**What the exercise asks**. Quote the listing in full, exactly as given, minus any pictures.

**Supplied data**.
────────────────────

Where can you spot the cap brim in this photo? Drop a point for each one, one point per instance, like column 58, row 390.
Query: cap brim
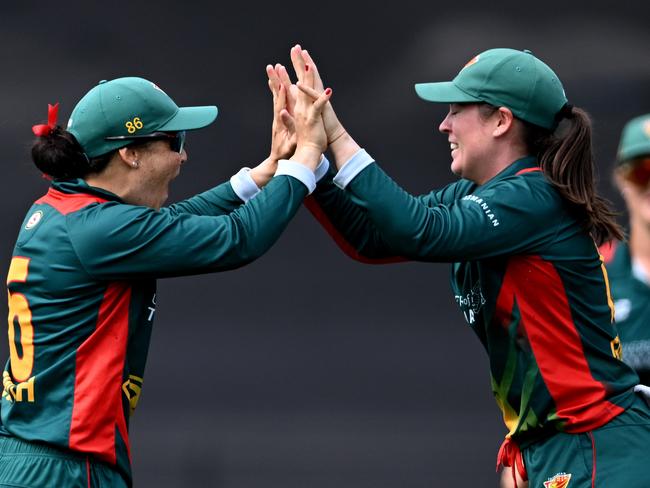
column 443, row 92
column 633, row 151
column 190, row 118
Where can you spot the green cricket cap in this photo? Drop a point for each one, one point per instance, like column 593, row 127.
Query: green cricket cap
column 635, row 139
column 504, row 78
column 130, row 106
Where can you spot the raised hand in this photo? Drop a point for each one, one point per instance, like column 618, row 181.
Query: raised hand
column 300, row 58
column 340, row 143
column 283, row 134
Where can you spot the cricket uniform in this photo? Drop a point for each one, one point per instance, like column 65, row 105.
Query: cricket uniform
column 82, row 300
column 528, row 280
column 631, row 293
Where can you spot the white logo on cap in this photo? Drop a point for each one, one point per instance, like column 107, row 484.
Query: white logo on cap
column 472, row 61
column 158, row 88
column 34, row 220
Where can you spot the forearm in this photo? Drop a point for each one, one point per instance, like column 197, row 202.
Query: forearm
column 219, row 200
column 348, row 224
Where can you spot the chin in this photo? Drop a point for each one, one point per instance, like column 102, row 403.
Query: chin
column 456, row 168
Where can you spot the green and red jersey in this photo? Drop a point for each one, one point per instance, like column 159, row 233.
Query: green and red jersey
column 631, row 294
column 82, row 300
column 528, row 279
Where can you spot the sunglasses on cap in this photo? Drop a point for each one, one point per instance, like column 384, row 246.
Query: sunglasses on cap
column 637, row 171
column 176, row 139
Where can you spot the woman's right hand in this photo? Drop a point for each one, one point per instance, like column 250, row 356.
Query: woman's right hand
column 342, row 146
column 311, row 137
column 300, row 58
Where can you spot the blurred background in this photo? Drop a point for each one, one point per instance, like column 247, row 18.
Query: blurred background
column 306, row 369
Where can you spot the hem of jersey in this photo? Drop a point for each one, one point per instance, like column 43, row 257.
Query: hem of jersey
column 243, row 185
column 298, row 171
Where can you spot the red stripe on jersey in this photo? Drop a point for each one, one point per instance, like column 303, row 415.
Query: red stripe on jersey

────────────────────

**Response**.
Where can you spot the cap brim in this photo? Drop a point for each one, one point per instance, like column 58, row 390.
Query: cap brim
column 443, row 92
column 633, row 151
column 190, row 118
Where can you spot the green cricket cap in this photo? Drop a point for each one, one point per instance, like column 593, row 127.
Query: green cricket cap
column 635, row 139
column 504, row 78
column 130, row 106
Where can you spot the raised hand in this photo? Drop a point for each one, one point per instance, like column 618, row 181.
Query: raised hand
column 300, row 58
column 340, row 143
column 283, row 134
Where can you spot the cricket uniform in this photo? Drop a point for each one, one point per instance, like column 65, row 105.
Query: cricket uniform
column 82, row 300
column 528, row 280
column 631, row 293
Where can you spot the white logo on cap in this photo? Drop a point for each one, one point per instance, like column 107, row 484.
Query: white logo on cap
column 472, row 61
column 158, row 88
column 34, row 220
Where can you spot the forearm in this photo? Drop a point for each one, one point per instance, like column 197, row 202.
Query: forearm
column 219, row 200
column 348, row 224
Where can you spot the chin in this photo? Drop a point for each one, one point per instance, like column 102, row 403.
Query: chin
column 456, row 168
Where can you spot the green and red jersey in this photo? Drop a point for each one, one point per instance, like column 159, row 233.
Query: green and red jersey
column 631, row 294
column 82, row 300
column 528, row 279
Where can you spot the sunglasses on cap in this photo? Drop a point for each one, one point per instance, like column 384, row 246.
Query: sunglasses on cap
column 637, row 171
column 176, row 139
Where can you spot the woman's right hand in this photo? Drop a point for each one, one point per instance, like column 250, row 356.
Query: woman's right hand
column 342, row 146
column 311, row 137
column 300, row 58
Where can you spot the blurred background in this photo? Drop a point for each one, one point per instance, like column 247, row 18.
Query: blurred background
column 306, row 369
Where can you spot the hem of jersey in this photo? Drop a point for each one, one point per instance, like column 43, row 257.
Query: hem of jersey
column 243, row 185
column 298, row 171
Where can you spot the red stripe on jersey in this photo? Drop a point for each one, one point per instance, like column 303, row 415.
Query: red stripe on jersey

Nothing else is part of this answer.